Present every line of the records below as a Markdown table with two columns, Row and Line, giving each line a row number and omitting blank lines. Leave the pictures out of the answer.

(Records from a point annotation dataset):
····················

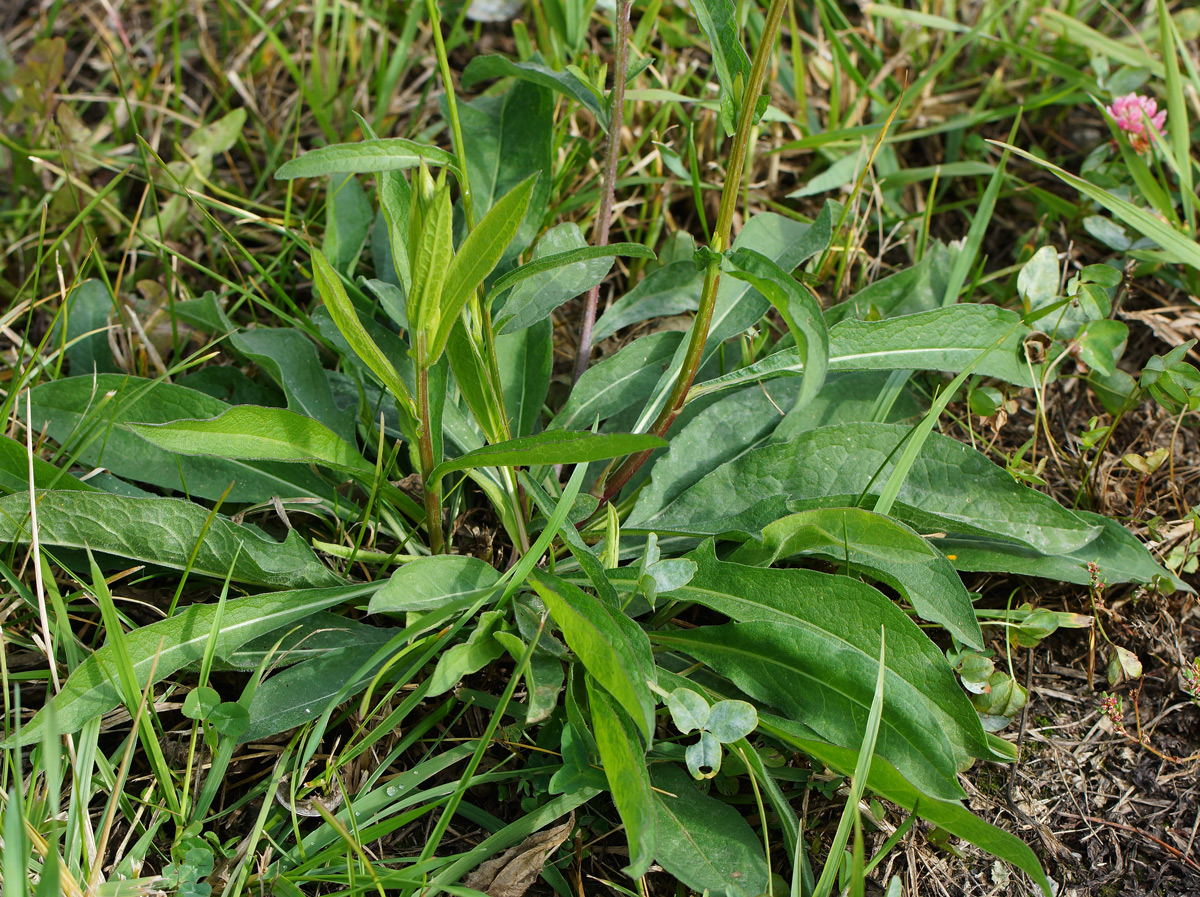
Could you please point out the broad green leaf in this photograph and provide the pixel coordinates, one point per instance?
(479, 253)
(165, 531)
(430, 583)
(76, 409)
(364, 157)
(618, 381)
(844, 615)
(555, 446)
(347, 222)
(813, 675)
(1177, 247)
(511, 138)
(918, 288)
(942, 339)
(168, 645)
(882, 548)
(798, 309)
(891, 784)
(343, 315)
(291, 360)
(666, 292)
(1119, 555)
(567, 83)
(256, 433)
(624, 765)
(951, 487)
(703, 842)
(613, 651)
(526, 363)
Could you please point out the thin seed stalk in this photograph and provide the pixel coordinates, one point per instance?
(612, 157)
(730, 191)
(425, 447)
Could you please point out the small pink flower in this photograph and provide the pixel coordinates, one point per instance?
(1131, 114)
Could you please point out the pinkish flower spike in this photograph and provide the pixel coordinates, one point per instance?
(1131, 114)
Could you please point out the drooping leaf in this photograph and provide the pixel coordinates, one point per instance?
(813, 675)
(168, 645)
(526, 363)
(705, 842)
(576, 269)
(891, 784)
(951, 487)
(618, 381)
(347, 221)
(845, 613)
(387, 154)
(165, 531)
(666, 292)
(612, 649)
(624, 765)
(291, 360)
(75, 409)
(799, 311)
(534, 71)
(430, 583)
(941, 339)
(555, 446)
(882, 548)
(256, 433)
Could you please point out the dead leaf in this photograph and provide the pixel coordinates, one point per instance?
(511, 873)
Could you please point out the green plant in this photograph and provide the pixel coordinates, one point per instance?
(778, 505)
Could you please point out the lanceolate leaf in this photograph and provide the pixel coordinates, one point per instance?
(882, 548)
(799, 311)
(612, 649)
(478, 256)
(941, 339)
(165, 531)
(257, 433)
(171, 644)
(90, 415)
(343, 315)
(625, 768)
(951, 487)
(555, 446)
(887, 782)
(846, 614)
(705, 842)
(567, 83)
(364, 157)
(813, 675)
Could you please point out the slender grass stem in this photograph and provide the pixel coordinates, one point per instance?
(612, 157)
(720, 241)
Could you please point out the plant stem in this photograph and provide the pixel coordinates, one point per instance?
(425, 446)
(720, 241)
(612, 156)
(468, 206)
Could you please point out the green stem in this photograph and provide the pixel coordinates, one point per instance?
(468, 206)
(720, 241)
(425, 446)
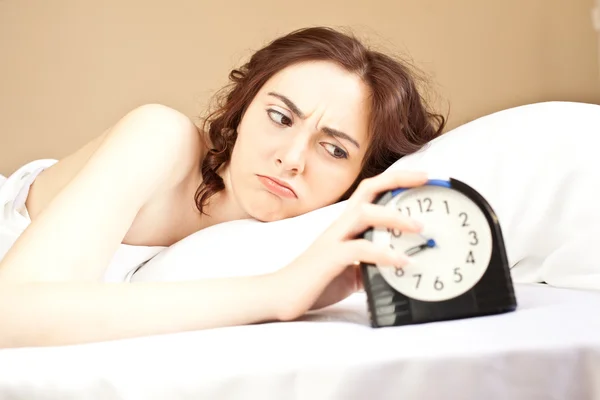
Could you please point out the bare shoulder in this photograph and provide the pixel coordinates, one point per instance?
(108, 191)
(151, 131)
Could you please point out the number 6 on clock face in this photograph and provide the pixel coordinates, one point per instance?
(459, 259)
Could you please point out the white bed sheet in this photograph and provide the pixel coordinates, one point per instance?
(548, 349)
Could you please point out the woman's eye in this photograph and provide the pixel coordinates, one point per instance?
(279, 118)
(335, 151)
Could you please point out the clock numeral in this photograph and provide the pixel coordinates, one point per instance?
(470, 258)
(474, 237)
(418, 276)
(465, 218)
(425, 200)
(457, 275)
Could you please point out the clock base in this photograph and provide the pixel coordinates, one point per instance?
(388, 307)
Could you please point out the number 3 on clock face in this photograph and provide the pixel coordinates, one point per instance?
(452, 252)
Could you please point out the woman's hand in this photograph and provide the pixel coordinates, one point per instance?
(327, 272)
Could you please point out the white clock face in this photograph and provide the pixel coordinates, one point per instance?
(452, 252)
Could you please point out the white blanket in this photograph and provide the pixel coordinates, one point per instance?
(548, 348)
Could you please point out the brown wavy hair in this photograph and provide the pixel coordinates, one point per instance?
(400, 122)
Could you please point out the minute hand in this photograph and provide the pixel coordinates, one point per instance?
(416, 249)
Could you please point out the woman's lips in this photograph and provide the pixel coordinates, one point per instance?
(277, 187)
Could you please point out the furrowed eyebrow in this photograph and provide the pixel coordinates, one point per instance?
(327, 130)
(341, 135)
(288, 103)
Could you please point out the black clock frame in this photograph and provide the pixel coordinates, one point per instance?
(492, 294)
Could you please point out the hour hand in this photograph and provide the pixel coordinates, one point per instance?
(417, 249)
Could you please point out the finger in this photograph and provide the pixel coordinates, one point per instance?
(369, 188)
(366, 251)
(372, 215)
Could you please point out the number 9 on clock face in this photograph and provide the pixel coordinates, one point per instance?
(459, 266)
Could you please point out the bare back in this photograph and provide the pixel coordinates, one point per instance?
(134, 184)
(166, 217)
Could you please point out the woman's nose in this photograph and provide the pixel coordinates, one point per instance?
(292, 156)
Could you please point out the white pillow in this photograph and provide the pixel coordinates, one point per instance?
(535, 164)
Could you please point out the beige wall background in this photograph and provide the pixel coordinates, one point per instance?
(71, 68)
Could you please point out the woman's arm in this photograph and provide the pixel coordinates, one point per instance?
(49, 289)
(48, 314)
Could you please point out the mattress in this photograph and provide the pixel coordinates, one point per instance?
(548, 349)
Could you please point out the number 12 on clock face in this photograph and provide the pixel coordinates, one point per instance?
(459, 267)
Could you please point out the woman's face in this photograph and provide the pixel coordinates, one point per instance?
(301, 142)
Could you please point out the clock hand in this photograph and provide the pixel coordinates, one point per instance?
(417, 249)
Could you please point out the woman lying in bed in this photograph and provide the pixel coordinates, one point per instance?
(312, 119)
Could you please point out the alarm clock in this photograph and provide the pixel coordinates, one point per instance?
(459, 266)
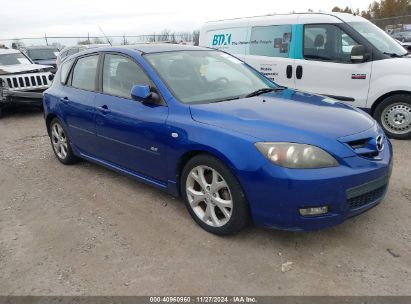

····················

(The completed task):
| Row | Line |
|---|---|
| 1 | Could you please point out the broad green leaf in this photograph and provide the pixel coordinates, one point per instance? |
| 2 | (479, 253) |
| 3 | (165, 531) |
| 4 | (430, 583) |
| 5 | (76, 409) |
| 6 | (364, 157) |
| 7 | (618, 381) |
| 8 | (844, 615) |
| 9 | (555, 446) |
| 10 | (347, 222) |
| 11 | (813, 675) |
| 12 | (1177, 247) |
| 13 | (511, 138) |
| 14 | (918, 288) |
| 15 | (942, 339) |
| 16 | (168, 645) |
| 17 | (882, 548) |
| 18 | (798, 309) |
| 19 | (891, 784) |
| 20 | (343, 315) |
| 21 | (291, 360) |
| 22 | (666, 292) |
| 23 | (1119, 555) |
| 24 | (567, 83) |
| 25 | (256, 433) |
| 26 | (624, 765) |
| 27 | (951, 487) |
| 28 | (703, 842) |
| 29 | (613, 651) |
| 30 | (526, 363) |
| 31 | Could you please point out the thin seed stalk in this photograph and provide the pixel coordinates, one point per instance? |
| 32 | (612, 157) |
| 33 | (730, 191) |
| 34 | (425, 447) |
| 35 | Could you please point out the small pink flower in this photograph and provide the pixel coordinates, one point per instance? |
| 36 | (1131, 114) |
| 37 | Could you please point out the pinkish flower spike in this photograph and provide the pixel coordinates, one point per instance? |
| 38 | (1131, 114) |
| 39 | Could you please point out the drooping leaf in this photograph and provide the pixel coordinates, one point per instance? |
| 40 | (813, 675) |
| 41 | (168, 645) |
| 42 | (526, 363) |
| 43 | (705, 842) |
| 44 | (576, 269) |
| 45 | (891, 784) |
| 46 | (951, 487) |
| 47 | (618, 381) |
| 48 | (347, 221) |
| 49 | (845, 613) |
| 50 | (387, 154) |
| 51 | (165, 531) |
| 52 | (666, 292) |
| 53 | (612, 649) |
| 54 | (624, 765) |
| 55 | (291, 360) |
| 56 | (75, 409) |
| 57 | (799, 311) |
| 58 | (534, 71) |
| 59 | (430, 583) |
| 60 | (941, 339) |
| 61 | (555, 446) |
| 62 | (882, 548) |
| 63 | (256, 433) |
| 64 | Could you please point out the dead leaf in this photograph and provide the pixel coordinates, one point per instance? |
| 65 | (511, 873) |
| 66 | Could you please point out the green plant in this photograph and provide the pixel coordinates, one point per instance? |
| 67 | (778, 505) |
| 68 | Could you please point out the lanceolate leaf in this photograph and provide the pixel coordinates, one point per instance? |
| 69 | (882, 548) |
| 70 | (799, 311) |
| 71 | (612, 649) |
| 72 | (478, 256) |
| 73 | (941, 339) |
| 74 | (165, 531) |
| 75 | (257, 433) |
| 76 | (171, 644) |
| 77 | (90, 415) |
| 78 | (343, 315) |
| 79 | (625, 768) |
| 80 | (951, 487) |
| 81 | (555, 446) |
| 82 | (887, 782) |
| 83 | (846, 614) |
| 84 | (705, 842) |
| 85 | (567, 83) |
| 86 | (364, 157) |
| 87 | (813, 675) |
| 88 | Could you please point out the slender grass stem in this photograph and provide the pixel coordinates, one point per instance? |
| 89 | (612, 157) |
| 90 | (720, 241) |
| 91 | Could you please point out the plant stem in this photograph and provide the pixel coordinates, one point per instance? |
| 92 | (425, 446) |
| 93 | (720, 241) |
| 94 | (612, 156) |
| 95 | (468, 206) |
| 96 | Could you please point out the green stem in this photograph and provide the pixel coordinates, one point per instance? |
| 97 | (468, 206) |
| 98 | (720, 241) |
| 99 | (425, 446) |
| 100 | Could you please point out the bare shoulder in this photograph and provide the pixel coordinates, one point per instance? |
| 101 | (108, 191) |
| 102 | (151, 131) |
| 103 | Could you please point out the number 6 on clock face in this photograph and provide the pixel coordinates, one point per instance? |
| 104 | (459, 259) |
| 105 | Could you please point out the white bed sheet in this photograph and provide the pixel coordinates, one point per instance? |
| 106 | (548, 349) |
| 107 | Could you please point out the woman's eye in this photograph and provide the pixel coordinates, one point per instance? |
| 108 | (279, 118) |
| 109 | (335, 151) |
| 110 | Could you please point out the clock numeral in this photograph and provide the pixel coordinates, one point per instance? |
| 111 | (470, 258) |
| 112 | (474, 237) |
| 113 | (418, 276) |
| 114 | (465, 218) |
| 115 | (425, 200) |
| 116 | (457, 275) |
| 117 | Could you please point out the clock base in this photograph and provide the pixel coordinates, one point per instance? |
| 118 | (388, 307) |
| 119 | Could you please point out the number 3 on clock face in this photograph and provide the pixel coordinates, one point per instance? |
| 120 | (452, 252) |
| 121 | Could you please point out the woman's hand in this photograph and provide the pixel coordinates, one point per instance? |
| 122 | (327, 272) |
| 123 | Could you please point out the white clock face in this photograph and provide the pixel coordinates, one point per instance? |
| 124 | (452, 252) |
| 125 | Could you please point out the white blanket in this photograph and provide the pixel coordinates, one point per instance? |
| 126 | (548, 348) |
| 127 | Could you please point out the brown wavy hair in this photograph and provide the pixel coordinates, one point per instance? |
| 128 | (400, 122) |
| 129 | Could you please point out the minute hand in this photograph and provide the pixel coordinates, one point per instance? |
| 130 | (416, 249) |
| 131 | Could you please point out the woman's lips in this photograph and provide the pixel coordinates, one point per instance? |
| 132 | (277, 187) |
| 133 | Could you please point out the furrowed eyebrow in this photograph and provide the pixel coordinates, one point per instance? |
| 134 | (327, 130) |
| 135 | (341, 135) |
| 136 | (288, 103) |
| 137 | Could you please point out the black clock frame in this photograph and provide the pixel coordinates, one point per instance? |
| 138 | (492, 294) |
| 139 | Could you please point out the hour hand in this photograph and provide the pixel coordinates, one point per instance? |
| 140 | (417, 249) |
| 141 | Could you please point out the finger in this photograph and provide the pixel coordinates, one point per instance? |
| 142 | (369, 188) |
| 143 | (366, 251) |
| 144 | (372, 215) |
| 145 | Could you please point out the number 9 on clock face in this photograph and provide the pixel coordinates, one point per instance? |
| 146 | (459, 266) |
| 147 | Could you please point out the bare back in this photograph and provide the pixel coordinates, one point per instance? |
| 148 | (134, 184) |
| 149 | (166, 217) |
| 150 | Could you please point out the woman's nose in this photograph and provide the pixel coordinates, one point per instance? |
| 151 | (292, 156) |
| 152 | Could you please point out the white pillow in this photograph and provide the pixel coordinates, one point per instance? |
| 153 | (535, 164) |
| 154 | Could you please point out the beige wall background in this photograph and provide the pixel coordinates, one point per instance? |
| 155 | (71, 68) |
| 156 | Could you please point out the woman's arm in this photograph and provide the pixel coordinates, one point per instance? |
| 157 | (49, 289) |
| 158 | (48, 314) |
| 159 | Could you please point out the mattress in this photograph and provide the pixel coordinates, one point per instance? |
| 160 | (548, 349) |
| 161 | Could you please point out the number 12 on clock face in this photograph and provide the pixel coordinates, one point per instance? |
| 162 | (459, 267) |
| 163 | Could you please point out the woman's face in this photograph and provide the pixel coordinates, one point per instance? |
| 164 | (301, 142) |
| 165 | Could you please point out the clock hand in this photograph and provide the pixel coordinates, one point per instance? |
| 166 | (417, 249) |
| 167 | Could you please point out the woman lying in bed in this photograph and provide the pixel coordinates, one point per instance? |
| 168 | (312, 119) |
| 169 | Could you please point out the alarm clock in this photograph and provide the pixel coordinates, one point per instance? |
| 170 | (459, 266) |